• **GOAL OF THE EXERCISE**:
Character for character, give back every line below.

■ ■ ■ ■ ■

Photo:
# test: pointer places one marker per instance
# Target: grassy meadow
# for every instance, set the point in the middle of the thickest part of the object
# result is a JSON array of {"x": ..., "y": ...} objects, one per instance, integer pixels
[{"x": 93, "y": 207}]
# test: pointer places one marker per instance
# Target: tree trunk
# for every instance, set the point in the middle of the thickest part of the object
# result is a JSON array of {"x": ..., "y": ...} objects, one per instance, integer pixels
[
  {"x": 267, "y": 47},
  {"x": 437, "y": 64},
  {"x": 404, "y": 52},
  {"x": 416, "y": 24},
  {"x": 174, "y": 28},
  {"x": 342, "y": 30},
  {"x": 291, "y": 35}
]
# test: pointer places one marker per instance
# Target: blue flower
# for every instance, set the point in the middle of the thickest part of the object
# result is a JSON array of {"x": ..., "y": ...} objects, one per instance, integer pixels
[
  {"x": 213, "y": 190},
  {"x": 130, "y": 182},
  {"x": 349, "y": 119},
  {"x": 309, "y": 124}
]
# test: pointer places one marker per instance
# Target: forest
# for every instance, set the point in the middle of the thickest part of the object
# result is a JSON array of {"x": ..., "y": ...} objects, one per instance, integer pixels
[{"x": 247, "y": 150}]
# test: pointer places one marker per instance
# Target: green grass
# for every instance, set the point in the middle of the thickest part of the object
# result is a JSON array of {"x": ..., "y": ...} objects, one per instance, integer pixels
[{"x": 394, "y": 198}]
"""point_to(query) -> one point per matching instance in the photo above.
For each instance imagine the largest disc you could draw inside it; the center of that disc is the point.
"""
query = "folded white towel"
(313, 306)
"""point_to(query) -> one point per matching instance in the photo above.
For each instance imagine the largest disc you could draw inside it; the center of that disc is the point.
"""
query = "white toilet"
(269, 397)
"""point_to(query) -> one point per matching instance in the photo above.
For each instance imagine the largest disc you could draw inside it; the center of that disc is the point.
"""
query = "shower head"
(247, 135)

■ ■ ■ ■ ■

• **RESPONSE BOX**:
Photo:
# test: pointer places one marker per instance
# Target: grassy meadow
# for every instance, set the point in the middle of the thickest part of the object
# result is a JSON array of {"x": ..., "y": ...} objects, one per instance, integer pixels
[{"x": 93, "y": 207}]
# test: pointer places one marker per instance
# Target: tree trunk
# for every instance, set the point in the middle of the thickest part of the object
# result is a JSON array of {"x": ..., "y": ...} objects, one per instance, integer pixels
[
  {"x": 267, "y": 47},
  {"x": 437, "y": 64},
  {"x": 404, "y": 52},
  {"x": 416, "y": 24},
  {"x": 174, "y": 28},
  {"x": 342, "y": 30},
  {"x": 291, "y": 35}
]
# test: pointer places one marker per instance
# Target: blue flower
# for every instance, set the point in the middle of the thickest part of the object
# result is a JSON array of {"x": ..., "y": ...} objects, one per instance, integer pixels
[
  {"x": 213, "y": 190},
  {"x": 130, "y": 182},
  {"x": 349, "y": 119},
  {"x": 309, "y": 124}
]
# test: pointer places one marker per instance
# Target: forest
# for every instance, set the point in the middle of the thickest part of the object
# result is a JSON array of {"x": ..., "y": ...} objects, one per instance, integer pixels
[{"x": 247, "y": 150}]
# test: pointer places one marker per instance
# Target: green grass
# for every instance, set the point in the middle of the thickest part of the object
# result is a JSON array of {"x": ..., "y": ...} objects, one per instance, integer pixels
[{"x": 394, "y": 198}]
"""point_to(query) -> one point per matching instance in the photo above.
For each instance imagine the largest disc you could draw inside it; the center of that disc is the point.
"""
query = "folded white towel"
(313, 306)
"""point_to(query) -> one point per matching instance in the photo above.
For each instance imagine the largest disc you could draw inside it; the center of that disc is the point.
"""
query = "white toilet"
(269, 397)
"""point_to(query) -> one point per matching instance in the photo above.
For each instance imagine the largest disc you could draw inside it; the center of that disc is the point.
"""
query = "shower head"
(247, 135)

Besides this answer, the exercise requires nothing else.